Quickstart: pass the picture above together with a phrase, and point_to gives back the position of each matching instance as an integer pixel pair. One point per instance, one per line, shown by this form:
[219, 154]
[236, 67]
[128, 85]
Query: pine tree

○ ○ ○

BRIEF
Retype the entire listing word for word.

EXERCISE SOLUTION
Quickstart: pass the picture above together with a phrase, and point_to gives back the position of each matching instance as an integer pixel pair. One point per instance, one per line, shown by this form:
[219, 154]
[236, 67]
[128, 85]
Query: pine tree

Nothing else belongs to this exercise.